• [Document extract]:

────────

We're three sisters who love gardening, plants and even the science of horticulture but we're not all experts. We'd love everyone even remotely interested in their gardens to be part of our blogsite.

4 replies on “Colour – symphony or screech?”

Enjoyed reading your blog, as always and lovely to get a few glimpses of the Normandy garden which is always fabulous. The yellow ligularia (whatever that is!) at least highlighted all the colour contrasting that WAS satisfying to your flowery souls so it didn’t grow in vain. Hope the biblical rainstorms and howling gales didn’t wreak too much havoc.

Lovely to hear from you, Yve. The gales and rainstorms did certainly flatten things somewhat but of course one has to admit that the ground really needed the rain!

I’ve never been able to grow scented honeysuckle successfully in my Shropshire. The latest one planted on spring this year at the front of the house against a south facing wall looked thrived for the first few months but then list most of its leaves and looks dreadful. This is despite mulching, regular watering and feeding. What am I doing wrong? Roses in the same location are thriving. Help!

────────

• [Recorded information]:
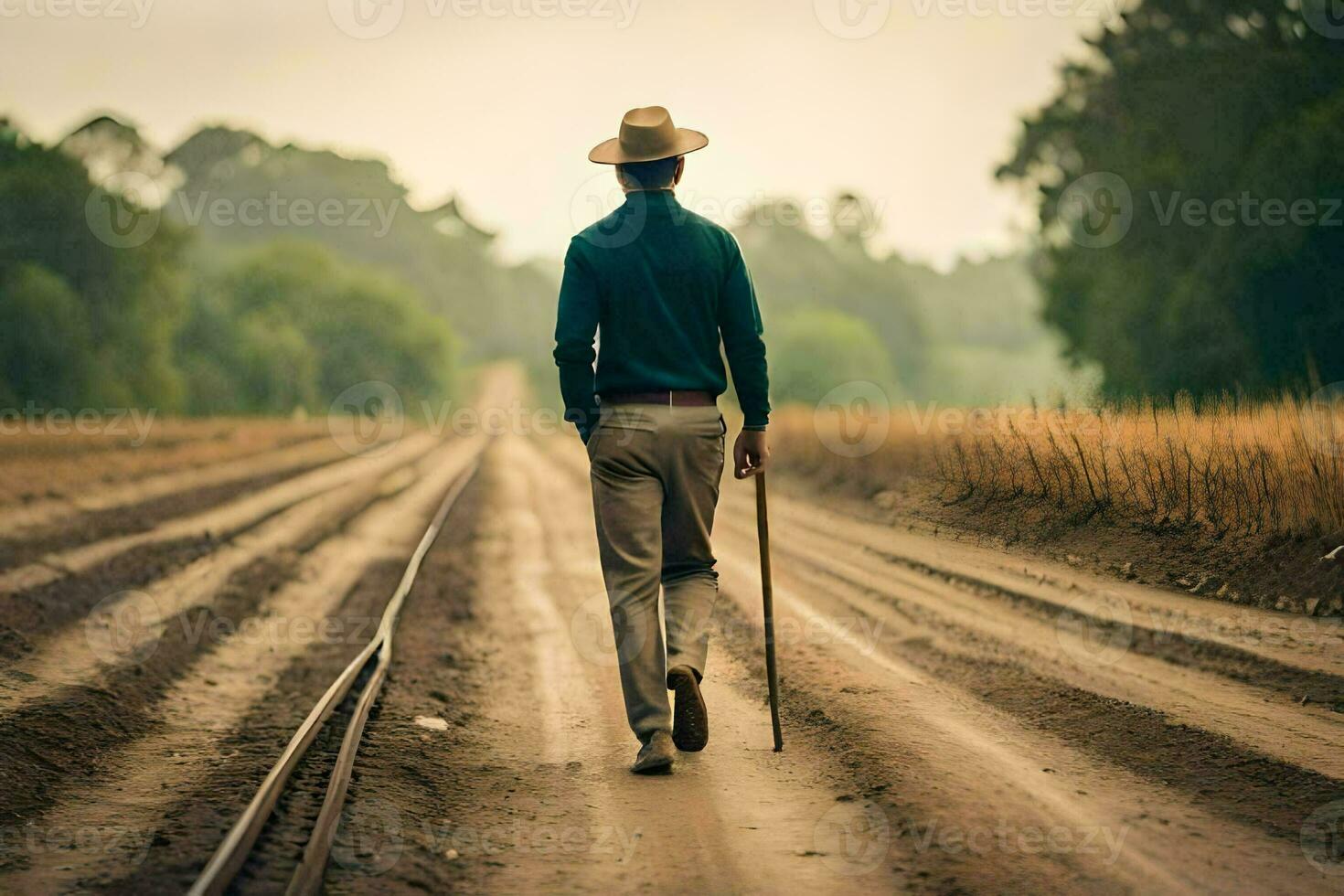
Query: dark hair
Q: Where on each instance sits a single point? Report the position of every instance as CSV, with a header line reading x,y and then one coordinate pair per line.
x,y
651,175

────────

• [Problem set]:
**1)** In the gardening blog excerpt, what plants are doing well in the same spot where the honeysuckle is struggling?
**2)** Translate this sentence from the gardening blog excerpt into Spanish: "The gales and rainstorms did certainly flatten things somewhat but of course one has to admit that the ground really needed the rain!"
**3)** Write what comes next in the gardening blog excerpt, picking up after its final sentence.

• [Results]:
**1)** Roses.

**2)** Los vendavales y los aguaceros sin duda aplastaron bastante las cosas, ¡pero, por supuesto, hay que admitir que la tierra realmente necesitaba la lluvia!

**3)**
Hi Jane, Elaine here. Hmmm well, I think it might be that you’re being too nice to it! Honeysuckles are basically woodland plants that are happiest in semi-shade, where they can scramble up and have just their flower-heads in the sun but their roots shaded. I did have a honeysuckle in a prime hot spot years ago, but it was a miserable magnet for aphids, some kind of sooty mould and powdery mildew, no matter how much I fed and watered the thing. If you’re willing to have another bash at it, try planting it somewhere a bit shadier, and think ‘woodland’ – dampish but not soggy, rich soil which includes leaf-mould, and a chance for it to reach the sunshine if it chooses to get going. Good luck!